-- Extrait du texte --
3. L'article 40.2 du règlement sanitaire départemental du Bas-Rhin approuvé par arrêté préfectoral du 26 mars 1980, prévoit notamment, s'agissant de l'aménagement des locaux d'habitation que l'" éclairement naturel au centre des pièces principales ou des chambres isolées doit être suffisant pour permettre, par temps clair, l'exercice des activités normales de l'habitation sans le secours de la lumière artificielle ".

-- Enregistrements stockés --
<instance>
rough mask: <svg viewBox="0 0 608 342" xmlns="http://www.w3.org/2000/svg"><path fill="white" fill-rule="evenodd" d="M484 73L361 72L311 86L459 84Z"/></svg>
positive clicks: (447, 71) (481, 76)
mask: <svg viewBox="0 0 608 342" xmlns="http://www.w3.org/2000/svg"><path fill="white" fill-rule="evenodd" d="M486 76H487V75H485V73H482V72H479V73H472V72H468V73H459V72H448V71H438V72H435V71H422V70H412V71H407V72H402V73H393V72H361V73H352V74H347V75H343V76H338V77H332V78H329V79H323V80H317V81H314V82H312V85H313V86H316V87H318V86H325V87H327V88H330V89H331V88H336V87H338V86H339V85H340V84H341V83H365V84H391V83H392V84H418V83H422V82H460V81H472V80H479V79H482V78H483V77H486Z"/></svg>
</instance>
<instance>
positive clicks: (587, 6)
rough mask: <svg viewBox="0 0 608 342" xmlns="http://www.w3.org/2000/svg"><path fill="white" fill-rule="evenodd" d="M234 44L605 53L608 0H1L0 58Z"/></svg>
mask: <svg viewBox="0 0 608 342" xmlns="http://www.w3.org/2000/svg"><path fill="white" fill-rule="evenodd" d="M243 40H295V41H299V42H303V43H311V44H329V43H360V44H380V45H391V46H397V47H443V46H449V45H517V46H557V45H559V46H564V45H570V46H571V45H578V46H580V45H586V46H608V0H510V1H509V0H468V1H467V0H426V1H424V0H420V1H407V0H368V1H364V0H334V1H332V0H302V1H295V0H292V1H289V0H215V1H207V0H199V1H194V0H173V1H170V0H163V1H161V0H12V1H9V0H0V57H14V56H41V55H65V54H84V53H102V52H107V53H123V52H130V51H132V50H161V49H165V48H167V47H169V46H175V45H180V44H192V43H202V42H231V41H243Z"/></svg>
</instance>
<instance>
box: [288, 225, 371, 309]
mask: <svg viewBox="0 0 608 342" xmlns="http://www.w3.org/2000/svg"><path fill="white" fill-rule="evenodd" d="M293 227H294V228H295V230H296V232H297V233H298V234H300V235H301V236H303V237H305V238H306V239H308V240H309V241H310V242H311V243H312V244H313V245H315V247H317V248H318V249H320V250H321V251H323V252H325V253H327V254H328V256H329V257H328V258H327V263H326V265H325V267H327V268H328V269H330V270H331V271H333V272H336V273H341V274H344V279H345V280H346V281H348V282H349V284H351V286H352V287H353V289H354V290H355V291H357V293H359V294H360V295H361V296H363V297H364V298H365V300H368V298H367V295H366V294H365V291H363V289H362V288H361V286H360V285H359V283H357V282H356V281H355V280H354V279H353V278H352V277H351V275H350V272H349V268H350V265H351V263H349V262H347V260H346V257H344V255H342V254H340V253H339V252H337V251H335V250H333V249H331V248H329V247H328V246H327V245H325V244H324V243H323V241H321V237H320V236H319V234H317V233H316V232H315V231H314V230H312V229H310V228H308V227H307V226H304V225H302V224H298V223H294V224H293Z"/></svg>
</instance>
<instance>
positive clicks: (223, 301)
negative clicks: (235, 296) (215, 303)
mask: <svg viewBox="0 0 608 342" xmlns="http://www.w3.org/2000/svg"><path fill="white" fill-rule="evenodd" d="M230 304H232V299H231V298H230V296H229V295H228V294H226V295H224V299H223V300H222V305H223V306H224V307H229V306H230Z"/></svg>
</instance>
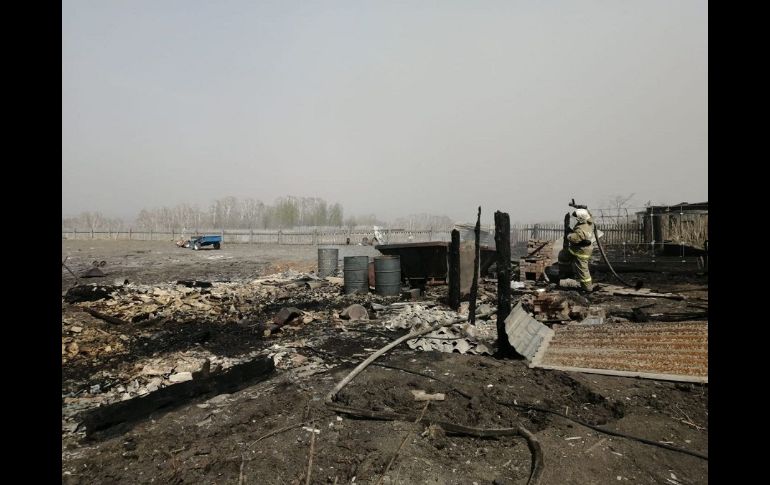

-- Travail demandé --
Pouvez-vous restituer intégralement, mot pour mot, l'extrait ci-dessus sur l'éclairement naturel des pièces d'habitation ?

-- Résultat obtenu --
3. L'article 40.2 du règlement sanitaire départemental du Bas-Rhin approuvé par arrêté préfectoral du 26 mars 1980, prévoit notamment, s'agissant de l'aménagement des locaux d'habitation que l'" éclairement naturel au centre des pièces principales ou des chambres isolées doit être suffisant pour permettre, par temps clair, l'exercice des activités normales de l'habitation sans le secours de la lumière artificielle ".